[Check your understanding]
A) In the article on the Jigsaw ransomware, rewrite the paragraph beginning "You need to terminate specific processes" as a list of steps, keeping all of its facts.
B) According to the article on the Jigsaw ransomware, what happens if the program is disabled and then started again?

[Source passage]
BEGIN
If you try to shut down your computer, the puppet will send you another message, according to Trend Micro:
“You are about to make a very bad decision. Are you sure about it?”
“If you disable the program—reboot, terminate process—and start it again, it automatically removes 1000 files,” said Abrams.
In “Saw III,” the movie villain is dying, after suffering from a deadly brain tumor.
The cyber Jigsaw can be stopped as well, according to Abrams.
He and other researchers did a “malware autopsy”—an analysis of the ransomware—and from it came a solution that will get your files back from the evil puppet without paying ransom, Abrams said.
His blog post explains how you can defeat it, using a special decryptor to take back your files from Jigsaw.
Freeze the ransomware
You need to terminate specific processes on your computer to freeze the ransomware, download the special decryptor mentioned in his post, and launch the program.
If all goes according to plan, you will get another message, this one much more encouraging—“Decryption finished.”
The decryption process may seem complicated to the non-expert, but the ransom process would be much more painful.
“The biggest problem is that if they want to pay the ransom, they have to get bitcoins,” said Abrams. “For many people this process is confusing and difficult, and even when you use the more legitimate sellers, it can take upwards to a week.”
“This could lead to a lot of deleted files,” he added. “The only hope is that they will do a web search for this particular ransomware and find their way to an article like mine, which explains how to terminate the process and decrypt it for free.”
From the grave
The killer from “Saw” dies, ultimately at the hands of a victim using, yes, a saw. But in the next movie, his evil springs from the grave—a specially-protected recording hidden in his stomach reveals more gruesome tests for victims.
The ransomware Jigsaw may also find ways to strike again, despite the decryptor that renders it powerless.
“Typically, when ransomware developers learn that there is a vulnerability in their programs they either fix the issue or switch to a different encryption algorithm,” said Abrams.
The question now—will the Jigsaw developers who seem to be reveling in the game try to rework their weapon to “test” even more victims?
How it finds you
The ransomware lurks in hiding places, waiting to make the connection with your machine.
Some people may have accidentally downloaded it by installing a fake Firefox browser, according to Abrams in Threatpost.
Other victims may have downloaded a file from a free cloud storage service called “1ficher,” Jasen Sumalapao of Trend Micro wrote in a post.
“This service has previously hosted other malware like the information stealer FAREIT, as well as COINSTEALER, which gathers bitcoins,” said Sumalapao.
“We already notified 1ficher about this incident and they already removed the said malicious URLs.”
END
[Entries supplied]
BEGIN
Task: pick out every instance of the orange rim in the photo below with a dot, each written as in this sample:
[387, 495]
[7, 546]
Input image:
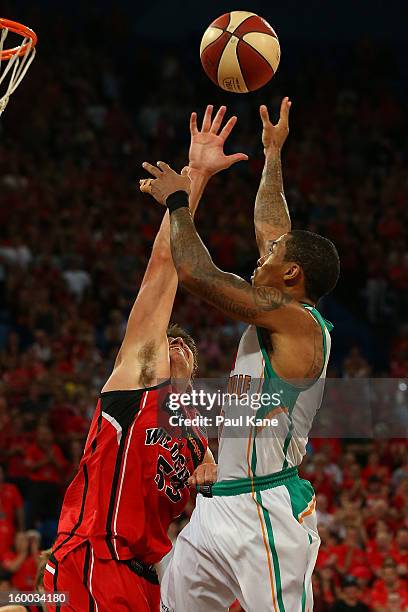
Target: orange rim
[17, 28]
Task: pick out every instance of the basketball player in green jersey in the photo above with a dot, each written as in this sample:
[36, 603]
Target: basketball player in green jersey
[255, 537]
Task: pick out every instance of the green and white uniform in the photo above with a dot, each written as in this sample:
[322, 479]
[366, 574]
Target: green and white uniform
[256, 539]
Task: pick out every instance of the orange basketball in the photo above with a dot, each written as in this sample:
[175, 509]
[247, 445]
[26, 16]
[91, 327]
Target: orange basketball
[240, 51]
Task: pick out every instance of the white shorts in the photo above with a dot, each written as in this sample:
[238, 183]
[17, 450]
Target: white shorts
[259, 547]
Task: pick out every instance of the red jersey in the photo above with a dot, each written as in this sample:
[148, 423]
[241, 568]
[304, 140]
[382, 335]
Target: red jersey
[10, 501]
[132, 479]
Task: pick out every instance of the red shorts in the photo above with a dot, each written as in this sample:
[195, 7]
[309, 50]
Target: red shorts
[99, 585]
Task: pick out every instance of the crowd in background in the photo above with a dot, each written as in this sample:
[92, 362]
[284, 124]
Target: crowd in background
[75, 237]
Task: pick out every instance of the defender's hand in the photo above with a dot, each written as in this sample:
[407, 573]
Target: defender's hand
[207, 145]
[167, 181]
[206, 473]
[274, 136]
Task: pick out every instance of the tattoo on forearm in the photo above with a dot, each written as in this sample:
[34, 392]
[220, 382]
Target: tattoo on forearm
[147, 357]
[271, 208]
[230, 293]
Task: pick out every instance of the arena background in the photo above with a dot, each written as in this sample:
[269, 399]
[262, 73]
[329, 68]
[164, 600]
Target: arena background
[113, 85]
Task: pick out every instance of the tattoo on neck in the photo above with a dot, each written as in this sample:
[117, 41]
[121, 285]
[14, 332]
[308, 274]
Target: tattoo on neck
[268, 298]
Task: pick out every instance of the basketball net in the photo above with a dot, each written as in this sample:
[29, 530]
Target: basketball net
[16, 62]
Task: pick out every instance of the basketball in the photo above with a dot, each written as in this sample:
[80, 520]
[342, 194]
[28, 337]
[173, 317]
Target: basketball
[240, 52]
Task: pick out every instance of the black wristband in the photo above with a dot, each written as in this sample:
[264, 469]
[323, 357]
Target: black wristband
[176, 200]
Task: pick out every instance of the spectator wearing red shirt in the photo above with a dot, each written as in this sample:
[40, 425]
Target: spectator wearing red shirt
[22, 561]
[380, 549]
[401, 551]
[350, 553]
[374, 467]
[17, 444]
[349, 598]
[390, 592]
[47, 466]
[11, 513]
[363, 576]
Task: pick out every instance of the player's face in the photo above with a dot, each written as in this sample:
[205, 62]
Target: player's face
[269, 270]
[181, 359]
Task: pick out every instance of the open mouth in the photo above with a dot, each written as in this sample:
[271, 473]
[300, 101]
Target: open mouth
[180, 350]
END
[Numbered answers]
A)
- Terminate specific processes on the computer to freeze the ransomware.
- Download the special decryptor mentioned in the blog post.
- Launch the program.

B) It automatically removes 1000 files.